Excerpt provided »
========
And spellcasters aren’t the only ones that eat good. There are A LOT of support weapons. Lances get the most, with pretty much no pure DPS one and mostly stuff that deals with enemy positioning, and Bows have several debuff ones and Pinner is just great.
IMO swords are the worst melee weapon type by far, only being good after floor 40 since you get 3 units who use them, 1 of them probably being the strongest unit in the game and the other one being the second best DPS. Before that I only used a sword once or twice, them simply not being worth the inventory slot nor the money. They could have totally used a buff early game IMO.
Axes, then, are the “hit something and watch it die” category, what with having an unconditional brave weapon (so you can use it with other combat arts unlike Lion Spear, and you don’t need someone to warp an enemy to you or you to the enemy like Unsheater), anti-armor weapons, and just overall higher might.
========
[Photo-based referring expression data]
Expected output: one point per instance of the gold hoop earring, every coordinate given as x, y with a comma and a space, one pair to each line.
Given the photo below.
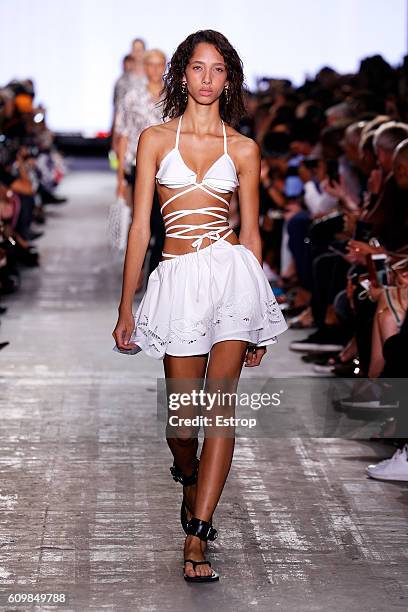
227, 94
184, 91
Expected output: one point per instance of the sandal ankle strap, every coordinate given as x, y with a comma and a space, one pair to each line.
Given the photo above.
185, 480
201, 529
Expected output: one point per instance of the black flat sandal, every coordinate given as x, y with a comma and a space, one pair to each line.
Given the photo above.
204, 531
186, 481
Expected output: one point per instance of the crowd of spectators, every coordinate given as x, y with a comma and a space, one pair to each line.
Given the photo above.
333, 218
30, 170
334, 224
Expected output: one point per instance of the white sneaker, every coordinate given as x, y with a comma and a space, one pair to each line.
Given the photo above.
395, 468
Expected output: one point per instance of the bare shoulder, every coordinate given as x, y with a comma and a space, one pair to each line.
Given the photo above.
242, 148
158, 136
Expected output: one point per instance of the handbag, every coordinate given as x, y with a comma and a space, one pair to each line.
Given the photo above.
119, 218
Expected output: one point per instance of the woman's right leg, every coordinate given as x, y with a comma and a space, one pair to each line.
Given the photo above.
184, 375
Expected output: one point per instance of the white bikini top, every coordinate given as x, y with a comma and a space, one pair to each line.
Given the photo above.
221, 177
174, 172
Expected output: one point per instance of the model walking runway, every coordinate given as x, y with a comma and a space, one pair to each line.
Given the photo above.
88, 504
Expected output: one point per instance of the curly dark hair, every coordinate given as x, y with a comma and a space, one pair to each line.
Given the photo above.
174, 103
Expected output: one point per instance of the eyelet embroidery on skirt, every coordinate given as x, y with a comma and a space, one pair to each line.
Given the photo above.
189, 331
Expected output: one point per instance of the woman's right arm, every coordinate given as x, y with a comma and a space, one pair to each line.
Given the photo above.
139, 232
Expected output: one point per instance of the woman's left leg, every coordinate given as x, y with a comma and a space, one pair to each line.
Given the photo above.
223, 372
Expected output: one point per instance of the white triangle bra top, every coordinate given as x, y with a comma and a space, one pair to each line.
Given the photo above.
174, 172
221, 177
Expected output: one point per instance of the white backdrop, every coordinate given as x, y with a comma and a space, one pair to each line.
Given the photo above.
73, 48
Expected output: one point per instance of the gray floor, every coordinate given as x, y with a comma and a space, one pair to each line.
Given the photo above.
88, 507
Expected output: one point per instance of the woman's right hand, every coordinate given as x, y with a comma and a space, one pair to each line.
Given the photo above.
========
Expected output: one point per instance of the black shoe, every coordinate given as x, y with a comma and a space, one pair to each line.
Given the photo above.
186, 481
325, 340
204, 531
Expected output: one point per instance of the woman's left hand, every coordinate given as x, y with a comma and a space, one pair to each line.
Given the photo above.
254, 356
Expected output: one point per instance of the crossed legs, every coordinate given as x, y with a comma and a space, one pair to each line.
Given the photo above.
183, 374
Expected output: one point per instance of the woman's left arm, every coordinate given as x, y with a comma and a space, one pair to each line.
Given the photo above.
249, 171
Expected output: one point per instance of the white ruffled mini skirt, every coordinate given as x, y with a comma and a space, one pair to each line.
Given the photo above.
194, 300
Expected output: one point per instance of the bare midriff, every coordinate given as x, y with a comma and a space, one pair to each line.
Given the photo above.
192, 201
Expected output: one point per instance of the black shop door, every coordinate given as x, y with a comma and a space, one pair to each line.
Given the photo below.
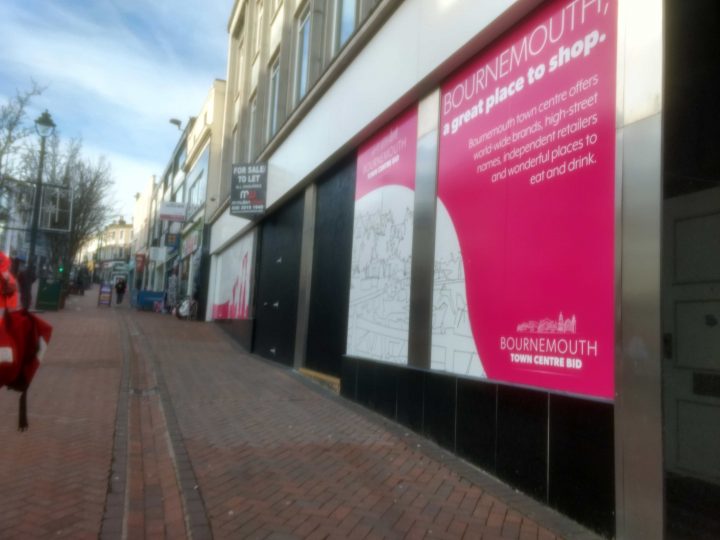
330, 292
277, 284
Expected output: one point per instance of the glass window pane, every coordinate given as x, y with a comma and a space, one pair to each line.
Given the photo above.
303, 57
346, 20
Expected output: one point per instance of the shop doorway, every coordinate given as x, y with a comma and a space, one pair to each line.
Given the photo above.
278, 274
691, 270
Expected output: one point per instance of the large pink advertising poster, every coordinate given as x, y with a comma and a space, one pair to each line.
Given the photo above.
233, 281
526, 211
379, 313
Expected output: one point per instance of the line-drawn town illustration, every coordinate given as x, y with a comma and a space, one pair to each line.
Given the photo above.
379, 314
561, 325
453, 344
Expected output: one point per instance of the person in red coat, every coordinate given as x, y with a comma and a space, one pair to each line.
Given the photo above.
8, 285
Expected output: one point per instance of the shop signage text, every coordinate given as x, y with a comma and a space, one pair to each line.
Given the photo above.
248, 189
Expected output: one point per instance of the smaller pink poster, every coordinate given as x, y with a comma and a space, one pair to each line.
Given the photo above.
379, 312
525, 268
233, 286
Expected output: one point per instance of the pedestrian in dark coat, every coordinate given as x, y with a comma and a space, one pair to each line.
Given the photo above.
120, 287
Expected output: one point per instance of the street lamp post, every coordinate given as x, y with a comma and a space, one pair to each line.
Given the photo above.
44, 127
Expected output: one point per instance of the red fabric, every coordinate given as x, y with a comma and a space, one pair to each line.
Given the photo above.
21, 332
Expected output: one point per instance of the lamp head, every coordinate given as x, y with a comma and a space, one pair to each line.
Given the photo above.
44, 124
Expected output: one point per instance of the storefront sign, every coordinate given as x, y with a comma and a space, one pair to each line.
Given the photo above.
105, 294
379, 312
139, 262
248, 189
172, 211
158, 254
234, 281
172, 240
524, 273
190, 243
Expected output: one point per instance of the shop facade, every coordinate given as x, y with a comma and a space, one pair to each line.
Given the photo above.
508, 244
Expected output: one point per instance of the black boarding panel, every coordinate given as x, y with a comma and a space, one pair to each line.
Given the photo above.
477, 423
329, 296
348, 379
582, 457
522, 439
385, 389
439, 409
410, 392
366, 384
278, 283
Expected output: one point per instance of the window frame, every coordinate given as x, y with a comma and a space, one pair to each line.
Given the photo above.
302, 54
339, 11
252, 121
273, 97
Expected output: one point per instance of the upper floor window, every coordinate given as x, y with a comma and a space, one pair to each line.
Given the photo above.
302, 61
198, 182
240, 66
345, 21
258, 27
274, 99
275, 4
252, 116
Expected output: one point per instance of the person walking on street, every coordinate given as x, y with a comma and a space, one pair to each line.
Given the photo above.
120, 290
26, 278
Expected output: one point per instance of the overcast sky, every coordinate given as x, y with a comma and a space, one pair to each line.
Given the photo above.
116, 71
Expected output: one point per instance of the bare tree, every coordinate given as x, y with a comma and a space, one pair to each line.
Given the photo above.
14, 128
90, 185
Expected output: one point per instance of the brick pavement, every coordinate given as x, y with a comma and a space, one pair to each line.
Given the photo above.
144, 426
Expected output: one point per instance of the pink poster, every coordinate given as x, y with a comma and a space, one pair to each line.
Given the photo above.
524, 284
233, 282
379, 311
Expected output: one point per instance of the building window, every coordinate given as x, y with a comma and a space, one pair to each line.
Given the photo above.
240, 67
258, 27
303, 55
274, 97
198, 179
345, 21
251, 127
========
Work instruction »
Answer these questions on the passage on weapon types:
1. Which weapon type gets the most support weapons?
2. After which floor do swords become good?
3. Which weapon needs someone to warp an enemy to the user or the user to the enemy?

Response area »
1. Lances
2. Floor 40
3. Unsheater